▸ EXERCISE DESCRIPTION: Your task is to repeat the records exactly from the line containing "Task: annotate every instance of the church with" onward, through the final line.

▸ EXTRACTED MATERIAL:
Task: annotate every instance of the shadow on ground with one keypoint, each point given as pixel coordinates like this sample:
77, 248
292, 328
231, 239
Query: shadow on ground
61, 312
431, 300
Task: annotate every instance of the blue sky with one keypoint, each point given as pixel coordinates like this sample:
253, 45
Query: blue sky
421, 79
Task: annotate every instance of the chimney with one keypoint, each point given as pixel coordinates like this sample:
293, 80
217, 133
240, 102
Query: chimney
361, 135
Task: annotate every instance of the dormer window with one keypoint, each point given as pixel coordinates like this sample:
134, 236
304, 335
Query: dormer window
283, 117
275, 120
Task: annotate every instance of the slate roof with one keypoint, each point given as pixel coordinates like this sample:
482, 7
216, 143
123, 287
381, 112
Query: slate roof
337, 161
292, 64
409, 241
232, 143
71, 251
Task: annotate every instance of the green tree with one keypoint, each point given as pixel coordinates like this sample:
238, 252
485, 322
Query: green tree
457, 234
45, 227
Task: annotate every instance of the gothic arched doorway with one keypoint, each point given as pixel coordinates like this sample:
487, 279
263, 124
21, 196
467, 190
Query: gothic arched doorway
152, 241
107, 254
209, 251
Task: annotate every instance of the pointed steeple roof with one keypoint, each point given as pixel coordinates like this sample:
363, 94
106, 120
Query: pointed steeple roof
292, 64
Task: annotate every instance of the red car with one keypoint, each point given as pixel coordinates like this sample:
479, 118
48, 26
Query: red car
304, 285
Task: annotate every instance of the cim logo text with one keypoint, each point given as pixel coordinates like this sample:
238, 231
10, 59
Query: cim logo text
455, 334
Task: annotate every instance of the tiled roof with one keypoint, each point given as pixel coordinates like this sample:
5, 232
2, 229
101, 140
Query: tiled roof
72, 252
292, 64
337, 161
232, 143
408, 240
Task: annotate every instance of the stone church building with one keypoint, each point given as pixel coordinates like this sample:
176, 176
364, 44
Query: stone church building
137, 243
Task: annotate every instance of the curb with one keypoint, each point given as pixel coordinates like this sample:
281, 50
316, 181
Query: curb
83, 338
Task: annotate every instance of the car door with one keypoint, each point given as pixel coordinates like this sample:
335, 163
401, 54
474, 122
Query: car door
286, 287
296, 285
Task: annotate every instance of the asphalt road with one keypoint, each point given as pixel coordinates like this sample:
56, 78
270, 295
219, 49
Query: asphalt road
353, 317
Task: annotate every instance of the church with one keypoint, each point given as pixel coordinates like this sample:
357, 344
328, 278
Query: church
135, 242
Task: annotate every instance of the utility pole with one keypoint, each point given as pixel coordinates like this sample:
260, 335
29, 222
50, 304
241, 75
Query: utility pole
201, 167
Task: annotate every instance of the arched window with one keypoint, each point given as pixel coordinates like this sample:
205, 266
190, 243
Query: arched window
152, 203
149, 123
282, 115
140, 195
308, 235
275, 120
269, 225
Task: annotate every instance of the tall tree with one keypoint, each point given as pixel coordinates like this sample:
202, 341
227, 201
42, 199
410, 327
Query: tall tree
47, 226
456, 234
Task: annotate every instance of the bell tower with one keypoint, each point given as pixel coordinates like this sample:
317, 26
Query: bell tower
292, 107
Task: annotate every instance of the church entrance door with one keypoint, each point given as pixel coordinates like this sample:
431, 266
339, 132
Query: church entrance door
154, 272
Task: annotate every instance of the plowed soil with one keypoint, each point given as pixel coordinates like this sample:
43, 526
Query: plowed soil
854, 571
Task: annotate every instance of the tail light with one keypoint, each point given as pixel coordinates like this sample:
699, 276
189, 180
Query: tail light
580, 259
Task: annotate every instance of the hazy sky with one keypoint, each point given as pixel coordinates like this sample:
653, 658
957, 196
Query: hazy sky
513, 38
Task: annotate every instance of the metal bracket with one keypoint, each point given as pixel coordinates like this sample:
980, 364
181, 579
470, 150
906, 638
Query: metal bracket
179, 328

▸ REPLY:
Task: annotate every instance of the church with one keypoint, each point given as pixel coordinates like this sample:
357, 344
328, 278
Query: church
135, 242
Task: annotate every instance of the utility pole with one keypoint, each point given as pixel coordinates like this sample:
260, 335
29, 222
50, 304
241, 75
Query: utility pole
201, 167
Task: annotate every instance of the arched window with one keypoint, each point given as pixel coordinates like this sample:
205, 266
190, 243
Query: arched window
152, 203
149, 123
282, 115
140, 195
308, 235
275, 120
269, 225
Task: annotate every instance of the tall tree with one keypoint, each point given as pixel coordinates like this sample:
202, 341
227, 201
42, 199
410, 327
Query: tall tree
47, 226
456, 234
Task: annotate every instance of the bell tower with one keypoint, each point given as pixel coordinates like this sample:
317, 26
Query: bell tower
292, 107
Task: annotate every instance of the church entrance door with one keypoint, each point given as pixel coordinates like this sample:
431, 266
339, 132
Query: church entrance door
154, 272
Task: annotate every instance of the plowed soil with one keypoint, each point given as pixel coordinates like this sample:
43, 526
Query: plowed soil
854, 571
Task: annotate every instance of the tail light with one keypoint, each point given as pixel coordinates like this sample:
699, 276
189, 180
Query: tail light
580, 259
Task: annotate every instance of the hazy sky with one keypoint, each point given as pixel coordinates like this sample:
653, 658
957, 196
Query: hazy sky
513, 38
Task: annotate every instance of the metal bracket with one keypoint, each point given as pixel coordinates like this sample:
980, 364
181, 579
470, 150
906, 638
Query: metal bracket
179, 328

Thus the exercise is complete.